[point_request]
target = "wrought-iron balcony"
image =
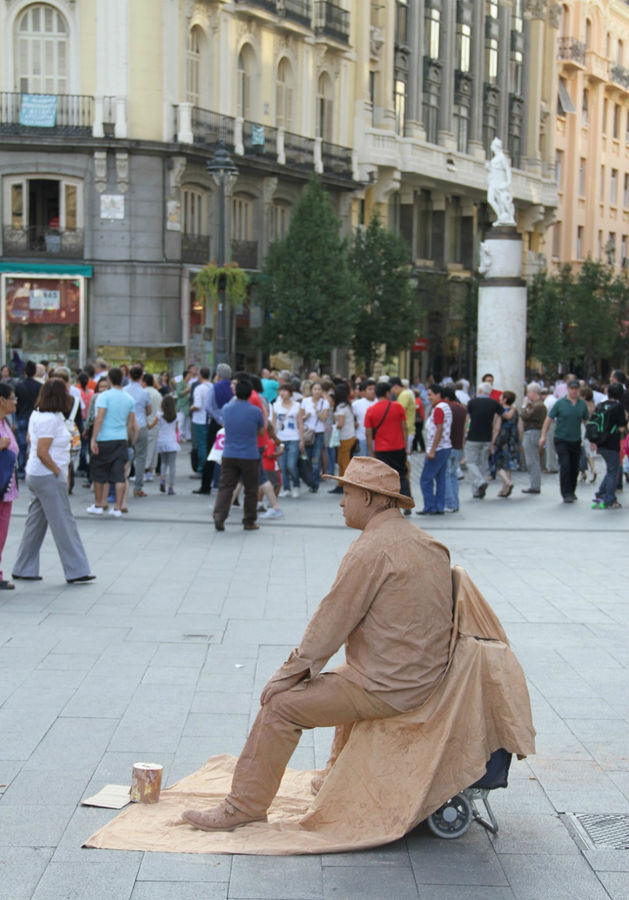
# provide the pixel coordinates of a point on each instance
(245, 253)
(297, 10)
(269, 5)
(195, 248)
(39, 114)
(332, 21)
(209, 127)
(619, 75)
(40, 242)
(336, 159)
(259, 140)
(572, 49)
++++++++++
- DIRECTIONS
Repeat every row above word for word, leaving out the pictures.

- ANSWER TO THIS TASK
[point_request]
target = "wrought-iron balcony"
image =
# provide the pixel coordinates of a point on each instance
(245, 253)
(297, 10)
(269, 5)
(195, 248)
(39, 114)
(332, 21)
(209, 127)
(619, 75)
(40, 242)
(336, 159)
(259, 140)
(572, 49)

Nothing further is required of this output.